Instruction: Convert the records below into a JSON list of strings, one string per line, omitting blank lines.

Data for this task:
________________________

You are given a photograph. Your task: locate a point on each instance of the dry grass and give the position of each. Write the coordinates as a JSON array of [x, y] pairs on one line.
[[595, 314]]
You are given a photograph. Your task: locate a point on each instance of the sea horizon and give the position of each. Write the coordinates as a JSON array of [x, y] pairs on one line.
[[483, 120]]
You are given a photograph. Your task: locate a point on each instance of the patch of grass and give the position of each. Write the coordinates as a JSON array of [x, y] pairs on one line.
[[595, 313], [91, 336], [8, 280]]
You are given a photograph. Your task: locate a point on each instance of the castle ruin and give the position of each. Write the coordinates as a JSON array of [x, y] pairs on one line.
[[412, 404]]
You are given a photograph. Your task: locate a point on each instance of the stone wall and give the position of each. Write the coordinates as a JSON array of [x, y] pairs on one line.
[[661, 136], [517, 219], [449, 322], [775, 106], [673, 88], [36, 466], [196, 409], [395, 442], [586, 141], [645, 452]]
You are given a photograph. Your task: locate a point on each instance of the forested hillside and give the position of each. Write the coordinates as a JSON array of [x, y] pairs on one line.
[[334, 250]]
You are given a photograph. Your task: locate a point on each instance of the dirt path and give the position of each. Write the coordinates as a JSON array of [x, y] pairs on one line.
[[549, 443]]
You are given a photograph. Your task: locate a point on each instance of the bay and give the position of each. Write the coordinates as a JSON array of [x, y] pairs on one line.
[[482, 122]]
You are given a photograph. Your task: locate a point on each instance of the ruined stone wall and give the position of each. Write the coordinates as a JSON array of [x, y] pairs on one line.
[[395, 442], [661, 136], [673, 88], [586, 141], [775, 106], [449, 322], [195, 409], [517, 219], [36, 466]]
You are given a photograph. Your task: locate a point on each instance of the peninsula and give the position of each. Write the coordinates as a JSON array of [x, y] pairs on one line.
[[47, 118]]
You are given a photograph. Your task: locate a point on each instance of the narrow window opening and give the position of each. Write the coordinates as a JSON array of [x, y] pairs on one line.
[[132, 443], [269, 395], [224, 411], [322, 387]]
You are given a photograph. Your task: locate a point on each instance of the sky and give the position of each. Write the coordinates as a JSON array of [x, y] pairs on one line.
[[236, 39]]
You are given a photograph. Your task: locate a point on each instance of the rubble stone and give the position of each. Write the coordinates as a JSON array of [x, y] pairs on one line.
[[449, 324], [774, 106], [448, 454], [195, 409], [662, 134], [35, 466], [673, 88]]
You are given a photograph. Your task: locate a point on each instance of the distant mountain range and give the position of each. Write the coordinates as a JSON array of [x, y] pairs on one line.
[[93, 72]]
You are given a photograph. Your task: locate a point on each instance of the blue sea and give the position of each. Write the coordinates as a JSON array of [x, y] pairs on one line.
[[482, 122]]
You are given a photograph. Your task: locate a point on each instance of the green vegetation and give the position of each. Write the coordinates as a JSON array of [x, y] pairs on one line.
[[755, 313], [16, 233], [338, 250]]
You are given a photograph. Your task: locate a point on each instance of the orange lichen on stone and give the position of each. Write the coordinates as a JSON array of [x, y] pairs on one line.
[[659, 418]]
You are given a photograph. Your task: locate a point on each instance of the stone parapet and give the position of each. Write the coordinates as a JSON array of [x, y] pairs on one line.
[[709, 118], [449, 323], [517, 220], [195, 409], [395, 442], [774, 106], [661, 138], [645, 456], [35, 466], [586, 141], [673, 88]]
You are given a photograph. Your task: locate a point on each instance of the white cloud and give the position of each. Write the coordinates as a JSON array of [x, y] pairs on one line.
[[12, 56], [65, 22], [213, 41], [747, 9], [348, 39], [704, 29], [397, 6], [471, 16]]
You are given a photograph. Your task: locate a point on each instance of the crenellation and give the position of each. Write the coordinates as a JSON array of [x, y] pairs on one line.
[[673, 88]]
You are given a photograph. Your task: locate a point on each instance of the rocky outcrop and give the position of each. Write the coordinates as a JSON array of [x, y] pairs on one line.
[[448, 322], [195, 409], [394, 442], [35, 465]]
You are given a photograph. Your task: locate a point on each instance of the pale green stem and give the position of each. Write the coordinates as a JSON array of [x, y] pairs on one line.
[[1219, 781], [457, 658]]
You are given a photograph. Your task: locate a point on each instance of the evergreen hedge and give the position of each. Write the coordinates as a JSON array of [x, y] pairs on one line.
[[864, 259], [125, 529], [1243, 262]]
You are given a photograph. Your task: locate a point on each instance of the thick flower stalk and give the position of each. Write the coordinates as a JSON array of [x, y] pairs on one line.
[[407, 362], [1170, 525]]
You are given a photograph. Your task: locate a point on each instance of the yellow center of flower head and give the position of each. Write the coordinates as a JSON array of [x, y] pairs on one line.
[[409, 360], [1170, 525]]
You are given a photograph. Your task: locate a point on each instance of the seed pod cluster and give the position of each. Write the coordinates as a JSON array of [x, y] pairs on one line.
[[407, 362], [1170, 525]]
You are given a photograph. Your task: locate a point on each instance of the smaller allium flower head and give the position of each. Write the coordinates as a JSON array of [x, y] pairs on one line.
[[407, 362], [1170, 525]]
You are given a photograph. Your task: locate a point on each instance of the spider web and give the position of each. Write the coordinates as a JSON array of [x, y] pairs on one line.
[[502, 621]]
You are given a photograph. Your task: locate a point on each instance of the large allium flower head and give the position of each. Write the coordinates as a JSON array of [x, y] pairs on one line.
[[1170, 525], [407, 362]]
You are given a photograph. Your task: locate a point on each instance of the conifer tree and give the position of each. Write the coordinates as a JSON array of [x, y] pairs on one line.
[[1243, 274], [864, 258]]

________________________

Correct answer:
[
  "You are given a photograph. Your task: locate a point on each instance of the dry grass and give the position of each. Write the coordinates as a JSON array of [x, y] pairs on one line.",
  "[[595, 314]]",
  "You are given a photograph. Your task: locate a point on each instance of the sea horizon and give the position of each. Write the coordinates as a JSON array of [x, y] pairs on one line.",
  "[[483, 120]]",
  "You are given a photograph. Your task: locate a point on each instance of the patch of grass and give the position of each. Write the coordinates as a JSON array of [x, y] pairs on one line.",
  "[[595, 313], [91, 336], [8, 280]]",
  "You are given a photograph. Your task: locate a point on each instance of the castle ruin and give the position of each. Write the coordinates as a JSON array of [x, y] pairs on one line.",
  "[[412, 404]]",
  "You are given a photograph. Your task: locate a point on each instance of the stone wall and give the position of each. Write the coordinates as a JSON array of [x, y] pairs on one line.",
  "[[661, 136], [517, 219], [449, 322], [775, 106], [673, 88], [36, 466], [196, 409], [395, 442], [586, 141], [645, 452]]",
  "You are given a photograph. Your task: locate a point on each instance of the forested hillside and give the position of each. Write the coordinates as a JSON array of [x, y] pairs on one line.",
  "[[334, 250]]",
  "You are given a photograph. Your task: locate a point on each instance of the dirt path and give the position of each. Write the coordinates as a JSON array of [x, y] pairs on one line.",
  "[[549, 443]]",
  "You are given a photograph. Your task: locate a point on each instance of the bay and give the position of each. Write the coordinates as a JSON array of [x, y] pairs on one line.",
  "[[482, 122]]",
  "You are given a photograph. Your task: locate a point on each instance of the ruined stone wall and give the position of each. Write the coordinates as a JSON array of [x, y] pairs on one line.",
  "[[395, 442], [661, 136], [673, 88], [586, 141], [775, 106], [449, 322], [195, 409], [517, 219], [36, 466]]",
  "You are given a photograph. Your task: locate a point on each instance of the peninsula and give the position of each. Write the coordinates as a JSON array of [x, y] pairs on one line.",
  "[[47, 118]]",
  "You are given a photograph. Your task: locate a point on each instance of the narrow window opening and give the position of each. Write the coordinates as a JSON array of [x, y] pairs on one line.",
  "[[132, 443], [269, 395], [224, 411], [322, 387]]",
  "You are given a photograph. Your task: locate a point on each instance of the sky and give the position of each. Write the coordinates as a JSON array of [x, y] pairs on one line.",
  "[[236, 39]]",
  "You are given a photograph. Your task: locate a point on each instance of the rubble stone and give the position of each. Write the coordinates as a JSON array of [x, y] pairs on one line.",
  "[[449, 324], [774, 106], [448, 454], [195, 409], [662, 134], [35, 466], [673, 88]]",
  "You are given a photograph. Your task: locate a point on each instance of the distant mountain range and give the position of each. Write the coordinates as a JSON array of [x, y] pairs on one line.",
  "[[93, 72]]",
  "You are given a photograph. Your task: locate a point on each instance of the blue sea and give the position of each. Write the coordinates as a JSON array of [x, y] pairs on one line.",
  "[[482, 122]]",
  "You are given a photograph. Your task: locate a point on each instance of the green vegetation and give the position of each. Write the coordinates as a JSON array of [x, y] pairs on one line.",
  "[[755, 313], [16, 233], [338, 250]]",
  "You are given a photograph. Your task: locate a point on each instance of the orange lichen on stone and give the position of each. Write the coordinates as a JSON array of [x, y] pairs on one line.",
  "[[659, 418]]",
  "You are given a photograph. Your task: locate a point on each instance of the stone parapet and give the position of each. Write the coordinates as a JSON array of [x, y] pairs on one line.",
  "[[709, 118], [449, 323], [517, 220], [195, 409], [395, 442], [774, 106], [661, 138], [645, 456], [35, 466], [586, 141], [673, 88]]",
  "You are given a photograph. Your task: locate a point on each instance of the white cloud and give the position of each. Write the coordinates as a JSON array of [x, y] pairs on one line.",
  "[[12, 56], [65, 22], [213, 41], [747, 9], [348, 39], [704, 29], [397, 6], [471, 16]]",
  "You are given a photograph. Your task: locate a point on each instance of the crenellation and give the position of each. Write the coordinates as a JSON array of [x, y] pairs on one line.",
  "[[673, 88]]",
  "You are given a photograph. Your task: locate a point on each instance of the rocky outcrop and give the position of each. Write the coordinates as a JSON array of [x, y] pairs on one line.",
  "[[448, 322], [195, 409], [394, 442], [35, 465]]",
  "You are given a photograph. Your task: locate a point on each instance of the pale green stem and give the position of each. Write the coordinates as a JSON array of [x, y] pairs on one line.",
  "[[1219, 781], [457, 658]]",
  "You are given a photograph. Your task: locate a point on each instance of the evergreen hedge and give the position of each. Write the coordinates as a JSON array of [x, y] pairs on one line.",
  "[[864, 259], [125, 529], [1243, 262]]",
  "You are given a photograph. Your task: locate a point on each instance of the thick flower stalk and give the position of each. Write the coordinates as a JSON array of [x, y] pairs on one line.",
  "[[407, 362], [1170, 525]]",
  "You are given a photograph. Your task: locate a point on each instance of the yellow center of flower head and give the position of each. Write the coordinates as a JSON array of [x, y] pairs on one line.",
  "[[409, 360], [1170, 525]]",
  "You are given a photograph. Your task: locate a point on each instance of the seed pod cluster and give the position of each. Write the coordinates as a JSON array of [x, y] pairs on one line.",
  "[[407, 362], [1170, 525]]",
  "You are given a photograph. Your task: locate a point on each instance of the smaller allium flower head and give the position of each. Write the coordinates as a JSON array of [x, y] pairs on one line.",
  "[[407, 362], [1170, 525]]",
  "You are given a photograph. Your task: locate a point on each instance of the spider web and give the position of each. Write the coordinates as a JSON array of [x, y] pairs on one line.",
  "[[502, 621]]",
  "You are given a photograph. Your task: locate a point on each instance of the large allium flower head and give the position of each. Write the coordinates as a JSON array of [x, y] pairs on one line.",
  "[[1170, 525], [407, 362]]",
  "You are given a photograph. Your task: locate a point on each instance of the conifer tree and give the position of each. Write the coordinates as a JSON array of [x, y] pairs on one line.",
  "[[1243, 274], [864, 258]]"
]